WORK TO BE COMPLETED: Search the entries for the line containing "Exercise. Spot the grassy". Repeat it, then every line after it, exactly through the final line.

[[ DATA EXTRACT, beginning ]]

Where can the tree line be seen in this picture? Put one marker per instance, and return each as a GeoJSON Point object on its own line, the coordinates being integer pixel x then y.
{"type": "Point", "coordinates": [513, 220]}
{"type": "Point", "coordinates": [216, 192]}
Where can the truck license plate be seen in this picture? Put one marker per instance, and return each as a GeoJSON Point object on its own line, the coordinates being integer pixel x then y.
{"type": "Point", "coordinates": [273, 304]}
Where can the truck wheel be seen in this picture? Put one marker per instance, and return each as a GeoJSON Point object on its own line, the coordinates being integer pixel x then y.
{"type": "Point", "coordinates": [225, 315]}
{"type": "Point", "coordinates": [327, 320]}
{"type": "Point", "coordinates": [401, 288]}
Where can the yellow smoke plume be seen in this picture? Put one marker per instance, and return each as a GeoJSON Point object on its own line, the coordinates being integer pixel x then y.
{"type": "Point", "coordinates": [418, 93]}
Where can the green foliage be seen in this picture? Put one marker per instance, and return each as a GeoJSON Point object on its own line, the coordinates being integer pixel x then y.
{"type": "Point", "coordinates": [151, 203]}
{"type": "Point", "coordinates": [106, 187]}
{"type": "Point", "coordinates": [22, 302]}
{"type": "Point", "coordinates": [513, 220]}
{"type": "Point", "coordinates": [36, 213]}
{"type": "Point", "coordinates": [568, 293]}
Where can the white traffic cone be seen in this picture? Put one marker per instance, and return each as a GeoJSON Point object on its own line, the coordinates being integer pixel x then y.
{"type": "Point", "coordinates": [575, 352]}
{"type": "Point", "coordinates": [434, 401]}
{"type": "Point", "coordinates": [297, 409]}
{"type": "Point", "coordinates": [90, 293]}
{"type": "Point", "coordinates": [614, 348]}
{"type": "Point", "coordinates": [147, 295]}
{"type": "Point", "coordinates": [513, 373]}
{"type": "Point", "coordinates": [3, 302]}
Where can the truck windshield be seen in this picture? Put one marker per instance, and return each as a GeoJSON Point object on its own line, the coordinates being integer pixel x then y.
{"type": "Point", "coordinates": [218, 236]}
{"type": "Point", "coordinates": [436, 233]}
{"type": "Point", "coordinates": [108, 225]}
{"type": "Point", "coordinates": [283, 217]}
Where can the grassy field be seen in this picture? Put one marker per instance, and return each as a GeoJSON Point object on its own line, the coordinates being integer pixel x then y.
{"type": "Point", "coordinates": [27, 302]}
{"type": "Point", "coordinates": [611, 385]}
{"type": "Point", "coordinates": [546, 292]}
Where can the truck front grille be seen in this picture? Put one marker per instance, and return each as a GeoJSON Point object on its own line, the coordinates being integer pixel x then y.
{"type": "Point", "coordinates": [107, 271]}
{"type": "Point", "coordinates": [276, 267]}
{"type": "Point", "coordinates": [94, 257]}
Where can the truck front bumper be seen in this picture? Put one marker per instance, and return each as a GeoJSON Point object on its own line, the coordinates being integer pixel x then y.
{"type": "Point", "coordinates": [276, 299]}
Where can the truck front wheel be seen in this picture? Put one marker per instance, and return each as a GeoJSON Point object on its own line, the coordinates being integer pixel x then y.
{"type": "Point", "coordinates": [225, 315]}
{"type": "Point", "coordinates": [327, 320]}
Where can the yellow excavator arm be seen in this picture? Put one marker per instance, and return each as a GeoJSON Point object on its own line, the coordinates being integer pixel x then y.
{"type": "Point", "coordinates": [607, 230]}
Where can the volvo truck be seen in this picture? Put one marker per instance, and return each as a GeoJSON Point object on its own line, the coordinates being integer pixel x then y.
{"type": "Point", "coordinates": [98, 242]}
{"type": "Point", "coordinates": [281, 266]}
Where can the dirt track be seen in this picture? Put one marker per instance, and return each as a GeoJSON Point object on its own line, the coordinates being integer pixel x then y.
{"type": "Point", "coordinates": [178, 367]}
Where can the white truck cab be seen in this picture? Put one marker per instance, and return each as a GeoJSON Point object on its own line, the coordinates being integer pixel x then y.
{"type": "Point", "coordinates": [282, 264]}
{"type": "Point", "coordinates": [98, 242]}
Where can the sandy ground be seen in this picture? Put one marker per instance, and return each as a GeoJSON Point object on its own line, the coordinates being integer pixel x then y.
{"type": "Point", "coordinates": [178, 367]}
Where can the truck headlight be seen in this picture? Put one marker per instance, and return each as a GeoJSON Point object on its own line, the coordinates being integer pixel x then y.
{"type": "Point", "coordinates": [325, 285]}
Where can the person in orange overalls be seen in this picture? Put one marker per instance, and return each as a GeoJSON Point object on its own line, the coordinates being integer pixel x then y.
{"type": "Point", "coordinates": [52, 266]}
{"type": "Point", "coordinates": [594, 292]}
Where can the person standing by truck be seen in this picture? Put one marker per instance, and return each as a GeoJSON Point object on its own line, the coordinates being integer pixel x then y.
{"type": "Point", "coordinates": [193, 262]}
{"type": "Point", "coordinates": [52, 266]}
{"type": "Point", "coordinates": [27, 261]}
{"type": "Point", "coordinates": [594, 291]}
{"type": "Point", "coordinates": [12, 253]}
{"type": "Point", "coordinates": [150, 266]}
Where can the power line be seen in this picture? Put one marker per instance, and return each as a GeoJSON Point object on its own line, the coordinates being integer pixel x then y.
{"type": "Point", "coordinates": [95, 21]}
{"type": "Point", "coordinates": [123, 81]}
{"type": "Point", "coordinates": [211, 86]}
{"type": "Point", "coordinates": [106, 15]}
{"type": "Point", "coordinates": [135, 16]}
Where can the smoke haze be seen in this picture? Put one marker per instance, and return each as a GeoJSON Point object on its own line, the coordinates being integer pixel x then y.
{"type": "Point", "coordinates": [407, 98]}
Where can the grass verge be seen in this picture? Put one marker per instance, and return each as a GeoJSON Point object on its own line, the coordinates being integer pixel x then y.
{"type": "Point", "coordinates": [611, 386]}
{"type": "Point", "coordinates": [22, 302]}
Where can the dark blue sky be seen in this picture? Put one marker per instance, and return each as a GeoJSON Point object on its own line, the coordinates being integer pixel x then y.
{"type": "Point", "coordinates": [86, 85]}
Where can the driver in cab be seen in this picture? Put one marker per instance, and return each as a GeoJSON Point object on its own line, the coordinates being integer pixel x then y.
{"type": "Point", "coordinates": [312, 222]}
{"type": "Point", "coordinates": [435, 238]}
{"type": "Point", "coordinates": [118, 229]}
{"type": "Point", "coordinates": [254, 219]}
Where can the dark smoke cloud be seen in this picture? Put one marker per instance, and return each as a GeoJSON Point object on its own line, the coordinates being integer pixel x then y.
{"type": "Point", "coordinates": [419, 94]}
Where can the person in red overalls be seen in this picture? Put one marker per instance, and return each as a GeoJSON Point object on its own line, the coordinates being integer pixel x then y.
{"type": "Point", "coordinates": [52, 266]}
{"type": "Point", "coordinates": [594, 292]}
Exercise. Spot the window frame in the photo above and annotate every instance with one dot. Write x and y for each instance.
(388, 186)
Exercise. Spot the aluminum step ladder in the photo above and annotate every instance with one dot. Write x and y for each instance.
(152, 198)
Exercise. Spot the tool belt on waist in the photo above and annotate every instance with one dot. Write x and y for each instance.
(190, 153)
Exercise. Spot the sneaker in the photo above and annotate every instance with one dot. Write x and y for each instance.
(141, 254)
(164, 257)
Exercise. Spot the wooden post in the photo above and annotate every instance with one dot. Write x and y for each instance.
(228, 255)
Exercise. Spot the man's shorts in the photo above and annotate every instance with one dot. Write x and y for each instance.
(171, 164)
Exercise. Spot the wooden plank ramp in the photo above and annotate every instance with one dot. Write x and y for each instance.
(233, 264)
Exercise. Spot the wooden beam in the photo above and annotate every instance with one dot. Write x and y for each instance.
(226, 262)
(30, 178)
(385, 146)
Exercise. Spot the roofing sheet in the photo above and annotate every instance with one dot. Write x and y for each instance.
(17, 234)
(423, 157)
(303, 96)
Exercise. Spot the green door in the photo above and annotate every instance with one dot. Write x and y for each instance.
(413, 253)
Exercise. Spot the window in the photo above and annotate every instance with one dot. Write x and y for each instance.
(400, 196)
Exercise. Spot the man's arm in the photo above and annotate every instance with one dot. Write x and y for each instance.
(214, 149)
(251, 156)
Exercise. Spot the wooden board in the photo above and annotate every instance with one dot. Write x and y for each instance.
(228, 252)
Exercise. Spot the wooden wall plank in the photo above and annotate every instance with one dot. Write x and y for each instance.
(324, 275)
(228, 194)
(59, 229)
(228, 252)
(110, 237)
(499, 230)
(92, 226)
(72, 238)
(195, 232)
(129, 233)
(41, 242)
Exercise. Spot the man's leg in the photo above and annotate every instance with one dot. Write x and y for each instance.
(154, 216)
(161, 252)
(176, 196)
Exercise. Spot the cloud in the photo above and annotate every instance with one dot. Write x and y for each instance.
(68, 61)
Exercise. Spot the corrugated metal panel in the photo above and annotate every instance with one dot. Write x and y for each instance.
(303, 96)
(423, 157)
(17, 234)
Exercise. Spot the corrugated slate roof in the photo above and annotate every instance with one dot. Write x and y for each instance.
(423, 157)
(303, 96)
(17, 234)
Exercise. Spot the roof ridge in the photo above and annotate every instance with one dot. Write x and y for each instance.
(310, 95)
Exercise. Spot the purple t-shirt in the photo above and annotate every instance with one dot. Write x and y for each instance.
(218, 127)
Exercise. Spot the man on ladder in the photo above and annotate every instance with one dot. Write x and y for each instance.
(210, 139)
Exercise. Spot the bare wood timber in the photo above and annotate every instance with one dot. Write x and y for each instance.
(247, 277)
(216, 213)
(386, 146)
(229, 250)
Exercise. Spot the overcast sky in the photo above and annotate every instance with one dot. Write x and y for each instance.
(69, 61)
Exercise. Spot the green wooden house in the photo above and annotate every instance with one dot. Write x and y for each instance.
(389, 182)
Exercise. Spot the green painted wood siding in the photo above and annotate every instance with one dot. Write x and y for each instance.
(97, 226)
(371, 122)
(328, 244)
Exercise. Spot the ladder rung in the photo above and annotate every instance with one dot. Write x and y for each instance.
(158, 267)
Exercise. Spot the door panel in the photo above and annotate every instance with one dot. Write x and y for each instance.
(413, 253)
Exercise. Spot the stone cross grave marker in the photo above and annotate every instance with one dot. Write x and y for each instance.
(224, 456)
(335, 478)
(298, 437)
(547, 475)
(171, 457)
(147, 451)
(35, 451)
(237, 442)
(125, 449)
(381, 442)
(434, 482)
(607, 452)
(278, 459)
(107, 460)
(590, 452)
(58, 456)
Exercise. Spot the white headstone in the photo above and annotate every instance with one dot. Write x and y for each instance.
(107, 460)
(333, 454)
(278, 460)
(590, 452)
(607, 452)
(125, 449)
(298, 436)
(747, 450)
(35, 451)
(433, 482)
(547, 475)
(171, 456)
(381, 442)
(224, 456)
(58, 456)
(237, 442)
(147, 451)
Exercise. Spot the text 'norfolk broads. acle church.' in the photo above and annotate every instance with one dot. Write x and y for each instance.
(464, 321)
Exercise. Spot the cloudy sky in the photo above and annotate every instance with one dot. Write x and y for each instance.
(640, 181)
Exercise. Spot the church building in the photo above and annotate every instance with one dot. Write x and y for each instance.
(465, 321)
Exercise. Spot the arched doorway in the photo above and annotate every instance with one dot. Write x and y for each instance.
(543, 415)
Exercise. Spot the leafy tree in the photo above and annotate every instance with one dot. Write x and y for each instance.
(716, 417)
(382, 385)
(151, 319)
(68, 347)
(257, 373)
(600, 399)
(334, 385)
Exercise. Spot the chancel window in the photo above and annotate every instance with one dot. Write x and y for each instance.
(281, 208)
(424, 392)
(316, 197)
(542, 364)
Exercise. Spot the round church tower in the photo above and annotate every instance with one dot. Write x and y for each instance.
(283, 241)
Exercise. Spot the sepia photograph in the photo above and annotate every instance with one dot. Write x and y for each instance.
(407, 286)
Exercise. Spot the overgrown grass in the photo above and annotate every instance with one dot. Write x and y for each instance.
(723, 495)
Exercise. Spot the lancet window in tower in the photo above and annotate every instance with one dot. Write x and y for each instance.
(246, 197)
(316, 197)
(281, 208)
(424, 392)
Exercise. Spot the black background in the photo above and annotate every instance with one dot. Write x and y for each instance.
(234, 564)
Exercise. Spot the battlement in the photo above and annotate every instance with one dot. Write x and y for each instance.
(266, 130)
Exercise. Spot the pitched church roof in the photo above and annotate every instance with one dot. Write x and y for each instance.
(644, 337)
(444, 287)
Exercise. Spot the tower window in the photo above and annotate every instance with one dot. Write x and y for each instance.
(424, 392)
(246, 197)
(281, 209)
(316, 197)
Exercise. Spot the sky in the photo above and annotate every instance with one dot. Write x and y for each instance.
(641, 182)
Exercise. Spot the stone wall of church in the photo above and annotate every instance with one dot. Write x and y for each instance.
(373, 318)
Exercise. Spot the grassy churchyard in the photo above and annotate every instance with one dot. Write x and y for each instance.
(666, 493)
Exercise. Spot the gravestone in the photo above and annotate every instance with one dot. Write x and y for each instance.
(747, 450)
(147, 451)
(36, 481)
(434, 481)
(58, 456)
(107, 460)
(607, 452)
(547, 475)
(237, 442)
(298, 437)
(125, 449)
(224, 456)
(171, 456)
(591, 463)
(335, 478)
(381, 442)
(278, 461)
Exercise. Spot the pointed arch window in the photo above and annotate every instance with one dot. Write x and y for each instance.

[[ DATA EXTRACT, end ]]

ANSWER SPACE:
Exercise. Spot the grassy churchyard in the photo above and annotate every instance with one dot. Write x and y for each instance.
(666, 493)
Exercise. Spot the gravestone in the photo above and annotate every instance with one dot. Write x and y for each instance.
(747, 450)
(147, 451)
(36, 481)
(434, 481)
(58, 456)
(107, 460)
(607, 452)
(547, 475)
(237, 442)
(298, 437)
(125, 449)
(224, 456)
(171, 456)
(591, 463)
(335, 478)
(381, 442)
(278, 461)
Exercise. Spot the pointed arch window in the photo above and annotate every instance with one dot. Write x and y for each instance.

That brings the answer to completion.